Task prompt >>
This exercise calls for an exact copy of the data below.
::: Data shown :::
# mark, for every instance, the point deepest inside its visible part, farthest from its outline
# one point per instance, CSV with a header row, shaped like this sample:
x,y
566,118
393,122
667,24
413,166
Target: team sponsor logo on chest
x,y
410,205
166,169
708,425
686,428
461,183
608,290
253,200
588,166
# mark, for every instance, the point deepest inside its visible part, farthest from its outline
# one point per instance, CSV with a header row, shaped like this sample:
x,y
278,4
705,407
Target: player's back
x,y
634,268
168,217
:::
Answer for this exercise >>
# mark, for every instance, the point deepest inside its visible part, farthest from its outline
# one point per instance, CSV with a header row, shaped like this sample:
x,y
566,118
393,122
667,24
413,166
Target: team sponsor logo on chest
x,y
410,205
166,169
708,425
686,428
461,183
608,290
253,200
588,166
# mark, for every instance, the point deepest inside its visible part, farthest from its outline
# one point per instance, CSV with a header row, shaped like this sample:
x,y
278,4
705,407
Target: player's back
x,y
634,268
168,217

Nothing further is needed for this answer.